▸ Task instructions
Using the data below, work out how many of its lines contain "bowl", and give that number with nothing added.

Dataset excerpts section start

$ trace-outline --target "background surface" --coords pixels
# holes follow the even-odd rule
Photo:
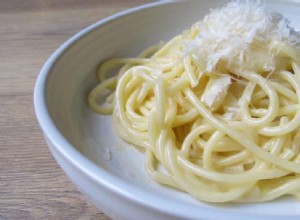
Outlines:
[[[0,0],[0,219],[109,218],[54,161],[33,108],[47,58],[86,26],[150,0]],[[99,195],[101,196],[101,195]]]

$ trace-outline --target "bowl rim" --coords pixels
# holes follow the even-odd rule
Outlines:
[[[174,217],[192,219],[199,218],[200,215],[201,218],[205,219],[223,219],[224,217],[239,219],[240,217],[243,217],[243,219],[246,220],[253,219],[254,217],[263,217],[264,219],[293,217],[293,215],[275,215],[272,213],[263,214],[241,211],[236,212],[232,210],[218,209],[218,206],[207,206],[205,203],[204,206],[197,206],[193,204],[187,204],[183,201],[176,201],[162,195],[152,195],[151,192],[143,189],[142,187],[133,186],[126,180],[109,173],[105,169],[90,161],[85,155],[81,154],[74,146],[72,146],[72,144],[70,144],[70,142],[60,133],[59,129],[52,120],[47,108],[45,95],[47,79],[53,66],[59,61],[59,58],[72,47],[74,43],[95,29],[100,28],[101,26],[106,25],[114,20],[120,19],[132,13],[176,2],[182,2],[182,0],[164,0],[147,3],[105,17],[73,35],[52,53],[38,74],[33,92],[35,114],[44,135],[51,140],[55,150],[59,152],[59,154],[62,155],[65,160],[71,163],[82,173],[85,173],[90,179],[97,182],[102,187],[105,187],[107,190],[117,193],[119,196],[122,196],[123,198],[126,198],[135,204],[140,204],[155,211],[159,211]],[[273,0],[272,2],[293,3],[294,1]],[[186,212],[186,210],[189,211]]]

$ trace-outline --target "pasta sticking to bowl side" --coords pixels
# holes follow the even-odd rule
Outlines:
[[[104,62],[88,104],[144,149],[160,184],[208,202],[299,198],[299,42],[261,2],[230,2],[164,45]]]

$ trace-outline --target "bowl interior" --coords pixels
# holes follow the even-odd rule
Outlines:
[[[96,70],[109,58],[136,56],[144,48],[168,41],[203,18],[210,8],[226,1],[189,1],[160,4],[97,23],[72,38],[55,60],[47,78],[46,104],[55,125],[69,143],[99,169],[117,176],[145,192],[172,198],[174,202],[211,206],[192,197],[153,183],[144,170],[144,155],[118,138],[111,117],[89,110],[86,98],[97,84]],[[268,3],[300,30],[299,4]],[[66,47],[67,46],[67,47]],[[213,205],[237,212],[299,214],[298,203],[286,198],[263,205]],[[255,211],[253,211],[255,208]]]

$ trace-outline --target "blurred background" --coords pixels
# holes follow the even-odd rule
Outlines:
[[[36,77],[64,41],[150,0],[0,0],[0,219],[109,218],[52,158],[33,109]],[[101,196],[101,195],[99,195]]]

Dataset excerpts section end

▸ Result of the exercise
3